A faithful transcription of all the records is required.

======== DATASET CONTENT ========

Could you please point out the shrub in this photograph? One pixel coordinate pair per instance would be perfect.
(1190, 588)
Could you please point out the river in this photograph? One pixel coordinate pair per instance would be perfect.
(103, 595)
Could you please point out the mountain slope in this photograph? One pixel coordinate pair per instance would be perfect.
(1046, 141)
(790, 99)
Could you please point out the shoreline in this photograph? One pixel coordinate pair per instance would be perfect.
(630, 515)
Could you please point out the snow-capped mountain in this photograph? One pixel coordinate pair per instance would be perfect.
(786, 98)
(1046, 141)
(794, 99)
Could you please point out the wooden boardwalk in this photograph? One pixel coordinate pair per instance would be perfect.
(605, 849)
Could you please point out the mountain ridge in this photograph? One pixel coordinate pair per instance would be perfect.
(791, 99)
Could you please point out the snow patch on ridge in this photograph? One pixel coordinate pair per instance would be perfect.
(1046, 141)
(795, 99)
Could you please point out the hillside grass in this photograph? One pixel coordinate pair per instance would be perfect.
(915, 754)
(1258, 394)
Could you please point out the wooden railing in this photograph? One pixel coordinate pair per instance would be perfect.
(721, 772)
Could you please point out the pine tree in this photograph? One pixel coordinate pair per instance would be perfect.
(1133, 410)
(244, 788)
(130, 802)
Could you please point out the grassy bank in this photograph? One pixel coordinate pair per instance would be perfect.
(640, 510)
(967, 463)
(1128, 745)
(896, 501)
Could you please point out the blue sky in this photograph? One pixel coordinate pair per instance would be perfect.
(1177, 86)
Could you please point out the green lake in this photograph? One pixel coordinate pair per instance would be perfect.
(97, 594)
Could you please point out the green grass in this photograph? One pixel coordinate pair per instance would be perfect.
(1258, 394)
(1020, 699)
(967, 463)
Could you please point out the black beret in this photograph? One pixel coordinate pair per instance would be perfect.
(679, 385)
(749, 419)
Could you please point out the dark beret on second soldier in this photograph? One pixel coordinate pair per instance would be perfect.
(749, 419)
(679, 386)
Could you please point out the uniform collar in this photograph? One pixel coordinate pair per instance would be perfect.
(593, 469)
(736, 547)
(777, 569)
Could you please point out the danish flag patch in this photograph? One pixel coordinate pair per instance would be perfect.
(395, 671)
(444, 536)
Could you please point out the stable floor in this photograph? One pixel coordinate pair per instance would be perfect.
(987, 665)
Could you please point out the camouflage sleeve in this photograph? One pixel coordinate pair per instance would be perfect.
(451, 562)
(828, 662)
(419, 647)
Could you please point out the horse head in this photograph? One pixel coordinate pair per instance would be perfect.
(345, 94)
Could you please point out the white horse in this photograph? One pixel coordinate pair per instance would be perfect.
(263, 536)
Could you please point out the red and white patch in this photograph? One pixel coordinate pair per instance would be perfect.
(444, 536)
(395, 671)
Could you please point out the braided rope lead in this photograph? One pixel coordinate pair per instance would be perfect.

========

* _RESULT OF THIS TASK_
Could you please point out the shrub in this photograph? One pixel coordinate pair per instance would be perfect.
(1190, 588)
Could you please point out the river in this photograph? One pixel coordinate pair per instance would be perfect.
(103, 595)
Could you please point out the mountain slope in this photograph? One pixel coordinate pair per instance would be perfect.
(1046, 141)
(790, 99)
Could you please point out the shoreline in this photograph? One pixel coordinate pair per instance would be perfect.
(630, 515)
Could you please point out the snow-capped mountain in this photograph? One pixel coordinate pair per instance would be perfect.
(786, 98)
(1046, 141)
(794, 99)
Could you please point out the wooden boardwalk in this photograph? One pixel coordinate pair per instance would be perfect.
(605, 849)
Could you please point out the mountain ridge in this photograph? One pixel coordinate pair per instance would be perfect.
(791, 99)
Could you please point out the snow patch on ridge in this photograph? One pixel coordinate pair per instance would be perfect.
(1046, 141)
(795, 99)
Could you please point out the hillside grass in this photograph? One pixel coordinate pair per instance would be perfect.
(915, 754)
(1258, 394)
Could you please point out the wooden railing in this photograph? One pixel coordinate pair per instance would be perfect.
(721, 772)
Could you please point out the pine tree in this photograph? One pixel coordinate pair per instance would be perfect.
(1133, 410)
(244, 788)
(130, 802)
Could you please point out the grassy bank in this photograph? One pixel coordinate pair per instance would be perfect.
(640, 510)
(967, 463)
(1128, 745)
(896, 501)
Could you please point out the blue sky in this photograph? One pixel coordinate pair per instance would be perfect.
(1177, 86)
Could you please point out the green lake in this photograph? One pixel coordinate pair per instance would be perfect.
(97, 594)
Could you please point out the green grass in this photograph? One pixel coordinate pair per instance would be perfect.
(1258, 394)
(1020, 699)
(967, 463)
Could you please point out the black beret in this photograph? One pixel coordinate pair per instance would be perfect.
(679, 385)
(749, 419)
Could you please point out the dark beret on second soldier in this photograph? One pixel coordinate pair per instance would be perfect.
(749, 419)
(679, 386)
Could you please point out the uniform collar in this photograph? One pixel coordinate pair per instance would be perfect.
(593, 469)
(736, 547)
(777, 569)
Could you please point out the danish flag patch in this photograph? One pixel coordinate pair per instance would be perfect.
(395, 671)
(444, 536)
Could you please point out the stable floor in this photograph? One pixel coordinate pair per instance would be perfect.
(987, 665)
Could you please point out the camouflage sleeve in this photograph? One pixel coordinate pair per instance would be perfect.
(451, 562)
(828, 662)
(419, 647)
Could you please point out the horse head in this photograph? One pixel coordinate pair per instance would be perfect.
(345, 94)
Could you please point out the white horse in this photograph? One pixel coordinate pair per instance would be perfect.
(263, 536)
Could you please point out the red and white patch in this photograph? One pixel coordinate pair per instance would be perfect.
(444, 536)
(395, 671)
Could you please point out the braided rope lead in this photograph? One pixel coordinate pair per instance would be perfect.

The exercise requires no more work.